- [SELECTED EXTRACT]

## BEGIN

- Abbreviation: BA BeA
- Parliamentary group leader: Gaik Vartanean
- Founder: Ion Ceban Alexandr Stoianoglo Ion Chicu Mark Tkachuk
- Founded: 31 January 2025
- Ideology: Social democracy; Anti-corruption; Disputed:; Pro-Europeanism;
- Political position: Centre to centre-left
- Continental affiliation: Unified European Left Group
- Member parties: PDCM
- Colours: Green
- Parliament: 7 / 101
- District presidents: 3 / 32

Website
- https://bloculalternativa.md/

= Alternative (political bloc) =

Alternative (Blocul politic „Alternativa” or Blocul electoral „Alternativa”, lit. '"Alternative" political bloc' or Alternative" electoral bloc', BA or BeA) is a political alliance in Moldova founded in 2025 by incumbent Mayor of Chișinău Ion Ceban, 2024 presidential candidate Alexandr Stoianoglo, former Prime Minister Ion Chicu, and former MP Mark Tkachuk. On 10 April 2026, one of its members, the National Alternative Movement (MAN), withdrew from the bloc, followed by the Common Action Party – Civil Congress (PAC–CC) on 15 April.

The alliance presented itself as pro-European and claimed to consider European integration to be a major objective for Moldova. Its real commitment to pro-Europeanism has been disputed, with TVP World stating that the bloc was regarded by the European Union (EU) and the ruling Party of Action and Solidarity (PAS) in Moldova as a "Trojan horse" designed to stall Moldova's accession talks to the EU "from within". The Carnegie Endowment for International Peace described these accusations as a campaign tactic from PAS, which would have sought to present itself as the single viable pro-European force.

== Member parties ==
The members of the bloc initially were the National Alternative Movement (MAN), the Party of Development and Consolidation of Moldova (PDCM), and the Common Action Party – Civil Congress (PAC–CC), as well as a number of independent politicians. However, on 10 April 2026, MAN leader, Ion Ceban, has announced the party's departure from the bloc, while remaining in the bloc's faction in the Parliament of Moldova. At a time shortly after the bloc's founding, the PDCM was the bloc member with the most developed party network in Moldova of the three, having for instance obtained over 5% of votes in local and district councils at the 2023 local elections in comparison to MAN which obtained under 2% and the PAC–CC which obtained even less.

## END

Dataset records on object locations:
## BEGIN

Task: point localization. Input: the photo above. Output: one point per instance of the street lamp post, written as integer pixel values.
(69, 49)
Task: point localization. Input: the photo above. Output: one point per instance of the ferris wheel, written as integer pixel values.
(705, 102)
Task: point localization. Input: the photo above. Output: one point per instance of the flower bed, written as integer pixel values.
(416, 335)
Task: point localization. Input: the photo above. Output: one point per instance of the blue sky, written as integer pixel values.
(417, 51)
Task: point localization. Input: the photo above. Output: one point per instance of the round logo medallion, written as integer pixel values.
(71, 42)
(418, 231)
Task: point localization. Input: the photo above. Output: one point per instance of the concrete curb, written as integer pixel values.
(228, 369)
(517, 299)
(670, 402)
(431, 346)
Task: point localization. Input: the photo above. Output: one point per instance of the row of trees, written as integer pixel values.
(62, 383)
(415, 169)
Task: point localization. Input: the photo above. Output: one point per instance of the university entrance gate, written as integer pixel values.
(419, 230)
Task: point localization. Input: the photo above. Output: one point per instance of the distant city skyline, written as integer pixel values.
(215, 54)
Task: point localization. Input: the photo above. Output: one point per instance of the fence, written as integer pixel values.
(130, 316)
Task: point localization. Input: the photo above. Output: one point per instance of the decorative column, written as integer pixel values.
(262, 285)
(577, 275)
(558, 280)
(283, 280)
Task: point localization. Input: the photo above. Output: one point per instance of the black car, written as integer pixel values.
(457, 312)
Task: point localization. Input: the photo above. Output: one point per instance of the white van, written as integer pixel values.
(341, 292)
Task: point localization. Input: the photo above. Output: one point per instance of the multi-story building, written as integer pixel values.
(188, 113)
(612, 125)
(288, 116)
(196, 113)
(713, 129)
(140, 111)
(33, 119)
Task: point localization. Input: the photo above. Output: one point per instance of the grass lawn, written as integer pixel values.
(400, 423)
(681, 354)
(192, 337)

## END

- [SET TASK] From the article on the Alternative political bloc, extract the passage starting at "The alliance presented" and ending at "viable pro-European force.".

- [RESULT FOR THIS TASK]
The alliance presented itself as pro-European and claimed to consider European integration to be a major objective for Moldova. Its real commitment to pro-Europeanism has been disputed, with TVP World stating that the bloc was regarded by the European Union (EU) and the ruling Party of Action and Solidarity (PAS) in Moldova as a "Trojan horse" designed to stall Moldova's accession talks to the EU "from within". The Carnegie Endowment for International Peace described these accusations as a campaign tactic from PAS, which would have sought to present itself as the single viable pro-European force.